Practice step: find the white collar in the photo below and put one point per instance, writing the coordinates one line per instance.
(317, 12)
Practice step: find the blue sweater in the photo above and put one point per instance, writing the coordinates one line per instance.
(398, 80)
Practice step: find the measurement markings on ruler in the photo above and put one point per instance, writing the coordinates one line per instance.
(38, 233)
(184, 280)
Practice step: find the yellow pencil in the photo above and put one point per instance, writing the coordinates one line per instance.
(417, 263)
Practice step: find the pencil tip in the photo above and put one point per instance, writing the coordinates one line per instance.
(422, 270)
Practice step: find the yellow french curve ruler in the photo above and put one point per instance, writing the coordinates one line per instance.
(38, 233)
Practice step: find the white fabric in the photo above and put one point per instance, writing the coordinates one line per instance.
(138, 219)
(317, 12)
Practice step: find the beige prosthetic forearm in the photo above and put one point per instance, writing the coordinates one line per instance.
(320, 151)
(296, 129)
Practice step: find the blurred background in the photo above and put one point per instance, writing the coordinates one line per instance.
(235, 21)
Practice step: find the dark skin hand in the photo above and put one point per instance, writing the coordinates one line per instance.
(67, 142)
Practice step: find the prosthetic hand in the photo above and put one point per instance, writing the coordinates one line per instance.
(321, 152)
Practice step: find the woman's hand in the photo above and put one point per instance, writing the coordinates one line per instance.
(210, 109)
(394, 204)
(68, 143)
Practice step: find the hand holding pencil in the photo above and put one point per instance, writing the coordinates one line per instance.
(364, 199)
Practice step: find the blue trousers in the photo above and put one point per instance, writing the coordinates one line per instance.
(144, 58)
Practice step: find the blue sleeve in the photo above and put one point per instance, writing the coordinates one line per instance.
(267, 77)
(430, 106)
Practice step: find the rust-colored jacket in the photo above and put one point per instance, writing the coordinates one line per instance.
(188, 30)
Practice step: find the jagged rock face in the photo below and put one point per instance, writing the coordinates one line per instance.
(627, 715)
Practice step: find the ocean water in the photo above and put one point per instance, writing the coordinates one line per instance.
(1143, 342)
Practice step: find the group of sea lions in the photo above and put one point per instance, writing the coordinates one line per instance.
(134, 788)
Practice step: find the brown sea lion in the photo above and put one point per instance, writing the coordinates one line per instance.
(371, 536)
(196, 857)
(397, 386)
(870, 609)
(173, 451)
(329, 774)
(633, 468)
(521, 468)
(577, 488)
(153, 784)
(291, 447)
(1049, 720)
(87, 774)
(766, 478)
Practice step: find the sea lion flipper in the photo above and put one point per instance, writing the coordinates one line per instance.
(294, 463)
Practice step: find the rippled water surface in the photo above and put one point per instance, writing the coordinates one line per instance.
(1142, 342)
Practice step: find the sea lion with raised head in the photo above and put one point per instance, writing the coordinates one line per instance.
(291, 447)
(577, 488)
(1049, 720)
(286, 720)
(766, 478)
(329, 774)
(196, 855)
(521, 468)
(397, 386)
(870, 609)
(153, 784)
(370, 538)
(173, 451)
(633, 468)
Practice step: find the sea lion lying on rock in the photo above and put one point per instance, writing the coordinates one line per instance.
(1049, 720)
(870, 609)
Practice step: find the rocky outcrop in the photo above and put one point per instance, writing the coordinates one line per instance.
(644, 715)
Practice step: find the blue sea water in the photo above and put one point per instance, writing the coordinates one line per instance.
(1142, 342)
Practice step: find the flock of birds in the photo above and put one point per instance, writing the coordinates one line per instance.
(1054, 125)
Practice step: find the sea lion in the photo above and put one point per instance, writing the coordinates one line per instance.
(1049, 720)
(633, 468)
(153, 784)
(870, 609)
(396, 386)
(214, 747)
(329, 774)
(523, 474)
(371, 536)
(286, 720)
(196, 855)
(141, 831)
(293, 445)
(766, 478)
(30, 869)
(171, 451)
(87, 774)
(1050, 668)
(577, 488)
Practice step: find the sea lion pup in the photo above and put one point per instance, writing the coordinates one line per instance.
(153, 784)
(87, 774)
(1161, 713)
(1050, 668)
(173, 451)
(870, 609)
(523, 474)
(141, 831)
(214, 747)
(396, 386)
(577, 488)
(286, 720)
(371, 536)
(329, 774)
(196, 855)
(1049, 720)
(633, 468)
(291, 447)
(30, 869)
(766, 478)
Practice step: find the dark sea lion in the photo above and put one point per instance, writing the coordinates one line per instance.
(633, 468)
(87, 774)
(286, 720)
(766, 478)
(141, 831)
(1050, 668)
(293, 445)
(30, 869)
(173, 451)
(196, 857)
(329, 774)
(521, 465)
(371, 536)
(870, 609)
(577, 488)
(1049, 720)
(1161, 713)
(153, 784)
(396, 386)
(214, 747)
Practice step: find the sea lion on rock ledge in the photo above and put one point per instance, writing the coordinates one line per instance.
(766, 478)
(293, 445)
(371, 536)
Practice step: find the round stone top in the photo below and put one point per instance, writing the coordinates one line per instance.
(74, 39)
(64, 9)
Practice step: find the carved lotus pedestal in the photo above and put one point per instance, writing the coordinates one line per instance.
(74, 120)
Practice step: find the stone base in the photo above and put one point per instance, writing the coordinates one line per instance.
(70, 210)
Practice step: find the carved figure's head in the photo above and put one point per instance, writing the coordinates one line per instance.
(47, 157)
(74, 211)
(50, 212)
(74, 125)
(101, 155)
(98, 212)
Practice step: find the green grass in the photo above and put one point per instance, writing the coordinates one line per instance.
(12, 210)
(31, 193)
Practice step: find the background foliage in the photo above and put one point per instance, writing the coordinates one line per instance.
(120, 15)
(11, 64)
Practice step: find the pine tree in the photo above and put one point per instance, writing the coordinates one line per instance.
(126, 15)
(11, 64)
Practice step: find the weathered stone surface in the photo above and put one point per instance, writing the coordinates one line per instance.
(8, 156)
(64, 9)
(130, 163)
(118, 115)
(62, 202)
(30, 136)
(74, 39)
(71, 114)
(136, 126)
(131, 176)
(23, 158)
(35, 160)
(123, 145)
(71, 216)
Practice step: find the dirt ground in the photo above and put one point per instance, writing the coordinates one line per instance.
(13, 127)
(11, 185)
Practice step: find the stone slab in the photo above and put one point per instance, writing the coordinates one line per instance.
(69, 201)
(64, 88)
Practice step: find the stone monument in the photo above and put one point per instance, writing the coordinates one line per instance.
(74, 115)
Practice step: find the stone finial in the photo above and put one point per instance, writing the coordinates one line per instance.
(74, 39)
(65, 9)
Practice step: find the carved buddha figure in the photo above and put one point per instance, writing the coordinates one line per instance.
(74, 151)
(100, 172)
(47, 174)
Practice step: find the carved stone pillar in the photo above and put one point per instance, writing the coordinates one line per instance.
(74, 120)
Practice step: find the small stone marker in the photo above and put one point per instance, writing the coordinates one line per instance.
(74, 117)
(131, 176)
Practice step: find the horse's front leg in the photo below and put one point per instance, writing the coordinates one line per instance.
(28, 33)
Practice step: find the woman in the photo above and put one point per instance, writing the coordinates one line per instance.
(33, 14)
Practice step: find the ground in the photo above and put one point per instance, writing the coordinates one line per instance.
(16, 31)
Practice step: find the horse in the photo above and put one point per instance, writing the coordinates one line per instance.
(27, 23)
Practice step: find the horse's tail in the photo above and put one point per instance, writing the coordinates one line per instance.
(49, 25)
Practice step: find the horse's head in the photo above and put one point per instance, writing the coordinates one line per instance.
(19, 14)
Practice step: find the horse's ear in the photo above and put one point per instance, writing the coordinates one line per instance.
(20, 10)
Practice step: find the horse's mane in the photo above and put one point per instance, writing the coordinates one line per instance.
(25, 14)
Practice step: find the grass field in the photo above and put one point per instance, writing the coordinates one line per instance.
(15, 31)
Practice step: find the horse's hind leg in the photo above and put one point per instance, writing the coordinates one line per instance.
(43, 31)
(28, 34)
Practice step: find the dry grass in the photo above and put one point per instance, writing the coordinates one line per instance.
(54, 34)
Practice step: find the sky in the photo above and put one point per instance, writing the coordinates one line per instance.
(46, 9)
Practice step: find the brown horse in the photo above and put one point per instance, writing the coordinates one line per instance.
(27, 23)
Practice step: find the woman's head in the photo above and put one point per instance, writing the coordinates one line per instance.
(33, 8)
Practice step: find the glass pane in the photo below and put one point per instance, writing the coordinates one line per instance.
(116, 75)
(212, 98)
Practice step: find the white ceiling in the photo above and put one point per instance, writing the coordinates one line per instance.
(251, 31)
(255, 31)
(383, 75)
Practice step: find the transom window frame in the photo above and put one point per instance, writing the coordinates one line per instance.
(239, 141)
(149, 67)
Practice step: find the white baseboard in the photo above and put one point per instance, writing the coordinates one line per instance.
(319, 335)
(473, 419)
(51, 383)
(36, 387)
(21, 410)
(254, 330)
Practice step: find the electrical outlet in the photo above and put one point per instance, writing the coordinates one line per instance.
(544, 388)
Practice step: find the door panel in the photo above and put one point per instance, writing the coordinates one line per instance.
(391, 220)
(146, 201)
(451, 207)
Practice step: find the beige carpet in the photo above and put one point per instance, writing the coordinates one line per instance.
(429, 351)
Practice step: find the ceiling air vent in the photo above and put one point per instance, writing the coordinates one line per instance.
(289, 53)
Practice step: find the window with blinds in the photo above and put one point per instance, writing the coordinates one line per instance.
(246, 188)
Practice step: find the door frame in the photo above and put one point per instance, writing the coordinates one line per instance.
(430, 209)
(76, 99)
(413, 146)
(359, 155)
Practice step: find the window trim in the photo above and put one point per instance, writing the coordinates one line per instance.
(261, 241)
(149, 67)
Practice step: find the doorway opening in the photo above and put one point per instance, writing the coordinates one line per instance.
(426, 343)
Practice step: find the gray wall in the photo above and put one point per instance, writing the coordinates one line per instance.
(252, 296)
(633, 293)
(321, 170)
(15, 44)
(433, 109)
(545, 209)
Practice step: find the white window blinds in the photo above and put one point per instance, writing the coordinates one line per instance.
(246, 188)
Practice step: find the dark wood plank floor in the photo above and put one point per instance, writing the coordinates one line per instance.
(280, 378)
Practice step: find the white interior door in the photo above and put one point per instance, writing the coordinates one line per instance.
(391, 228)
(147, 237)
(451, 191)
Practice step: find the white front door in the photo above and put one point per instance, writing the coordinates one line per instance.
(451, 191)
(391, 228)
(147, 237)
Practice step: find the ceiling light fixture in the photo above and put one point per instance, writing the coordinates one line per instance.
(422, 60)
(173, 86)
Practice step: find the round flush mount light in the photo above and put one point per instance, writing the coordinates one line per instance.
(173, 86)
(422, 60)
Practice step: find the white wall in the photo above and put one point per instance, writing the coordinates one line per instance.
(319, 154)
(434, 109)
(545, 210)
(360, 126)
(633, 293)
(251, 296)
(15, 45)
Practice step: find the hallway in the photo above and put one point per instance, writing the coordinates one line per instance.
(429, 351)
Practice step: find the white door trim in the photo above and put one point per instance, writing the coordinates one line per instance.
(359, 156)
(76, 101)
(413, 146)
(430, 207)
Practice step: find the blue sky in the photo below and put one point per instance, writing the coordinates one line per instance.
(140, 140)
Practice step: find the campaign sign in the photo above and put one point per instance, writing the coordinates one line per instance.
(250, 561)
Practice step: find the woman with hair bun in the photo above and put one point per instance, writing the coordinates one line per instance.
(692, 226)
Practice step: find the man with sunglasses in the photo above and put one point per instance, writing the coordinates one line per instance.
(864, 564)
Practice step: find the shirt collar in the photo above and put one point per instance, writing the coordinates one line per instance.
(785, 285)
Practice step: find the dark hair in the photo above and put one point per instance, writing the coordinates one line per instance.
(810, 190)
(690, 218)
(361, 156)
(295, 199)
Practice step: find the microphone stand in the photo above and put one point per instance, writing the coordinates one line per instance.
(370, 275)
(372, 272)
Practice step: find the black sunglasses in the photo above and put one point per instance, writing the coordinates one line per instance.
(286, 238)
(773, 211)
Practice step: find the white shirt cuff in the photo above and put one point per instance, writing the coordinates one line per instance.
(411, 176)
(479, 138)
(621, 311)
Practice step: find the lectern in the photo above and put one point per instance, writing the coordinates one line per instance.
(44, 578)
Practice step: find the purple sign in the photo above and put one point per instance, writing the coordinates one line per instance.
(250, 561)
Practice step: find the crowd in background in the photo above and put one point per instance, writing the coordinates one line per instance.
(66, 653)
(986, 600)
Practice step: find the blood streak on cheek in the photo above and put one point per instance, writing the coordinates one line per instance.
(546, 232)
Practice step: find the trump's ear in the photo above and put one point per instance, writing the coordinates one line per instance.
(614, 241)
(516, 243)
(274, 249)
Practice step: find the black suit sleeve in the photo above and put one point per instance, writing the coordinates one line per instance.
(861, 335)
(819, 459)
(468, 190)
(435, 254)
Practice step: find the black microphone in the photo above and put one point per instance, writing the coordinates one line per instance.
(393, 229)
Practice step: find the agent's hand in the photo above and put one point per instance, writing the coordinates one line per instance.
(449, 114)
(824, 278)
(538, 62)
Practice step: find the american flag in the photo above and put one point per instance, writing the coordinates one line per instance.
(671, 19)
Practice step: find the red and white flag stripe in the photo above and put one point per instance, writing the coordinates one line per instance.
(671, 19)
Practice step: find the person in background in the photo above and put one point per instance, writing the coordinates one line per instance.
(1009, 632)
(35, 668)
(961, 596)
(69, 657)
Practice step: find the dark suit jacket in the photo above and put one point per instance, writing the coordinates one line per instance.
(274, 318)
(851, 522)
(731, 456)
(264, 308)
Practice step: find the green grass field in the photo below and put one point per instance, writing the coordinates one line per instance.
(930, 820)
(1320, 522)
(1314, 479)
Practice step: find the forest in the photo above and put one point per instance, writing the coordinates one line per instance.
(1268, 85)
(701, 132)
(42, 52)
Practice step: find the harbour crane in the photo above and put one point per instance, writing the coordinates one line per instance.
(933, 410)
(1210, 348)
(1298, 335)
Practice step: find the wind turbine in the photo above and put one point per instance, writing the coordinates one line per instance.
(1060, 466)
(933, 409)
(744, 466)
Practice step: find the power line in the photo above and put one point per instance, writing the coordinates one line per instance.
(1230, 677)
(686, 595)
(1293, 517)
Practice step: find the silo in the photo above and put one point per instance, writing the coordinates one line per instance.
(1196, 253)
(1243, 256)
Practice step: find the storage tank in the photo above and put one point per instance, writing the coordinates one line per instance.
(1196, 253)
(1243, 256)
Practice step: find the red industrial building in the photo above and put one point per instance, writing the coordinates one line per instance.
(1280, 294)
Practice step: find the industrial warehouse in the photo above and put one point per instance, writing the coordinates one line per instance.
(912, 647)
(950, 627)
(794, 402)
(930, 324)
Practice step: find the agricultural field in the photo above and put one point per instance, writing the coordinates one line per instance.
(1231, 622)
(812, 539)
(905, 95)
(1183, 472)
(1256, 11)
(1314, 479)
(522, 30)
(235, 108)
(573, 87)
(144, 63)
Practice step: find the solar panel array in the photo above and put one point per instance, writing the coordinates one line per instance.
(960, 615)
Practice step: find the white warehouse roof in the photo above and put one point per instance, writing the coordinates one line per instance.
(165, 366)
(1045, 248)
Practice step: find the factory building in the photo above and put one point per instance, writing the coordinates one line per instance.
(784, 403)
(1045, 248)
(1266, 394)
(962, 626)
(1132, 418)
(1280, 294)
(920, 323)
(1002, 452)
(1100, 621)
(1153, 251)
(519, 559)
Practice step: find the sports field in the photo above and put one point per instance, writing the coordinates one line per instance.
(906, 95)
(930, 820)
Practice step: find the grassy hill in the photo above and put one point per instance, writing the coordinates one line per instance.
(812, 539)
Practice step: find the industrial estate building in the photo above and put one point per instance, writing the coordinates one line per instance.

---------------

**Problem requirements**: Look above for the line containing "Practice step: find the sports"; reproduce it and every line after it through the end of the material, exactly, and nothing else.

**Response area**:
Practice step: find the sports field in the photo above and put one point per instance, writing the coordinates one line per instance.
(906, 95)
(930, 820)
Practice step: find the grassy hill in the photo above and put one point per instance, writing the coordinates one line per instance.
(812, 539)
Practice step: find the industrial estate building in the photo above and put one point per instance, writing the coordinates one line per instance.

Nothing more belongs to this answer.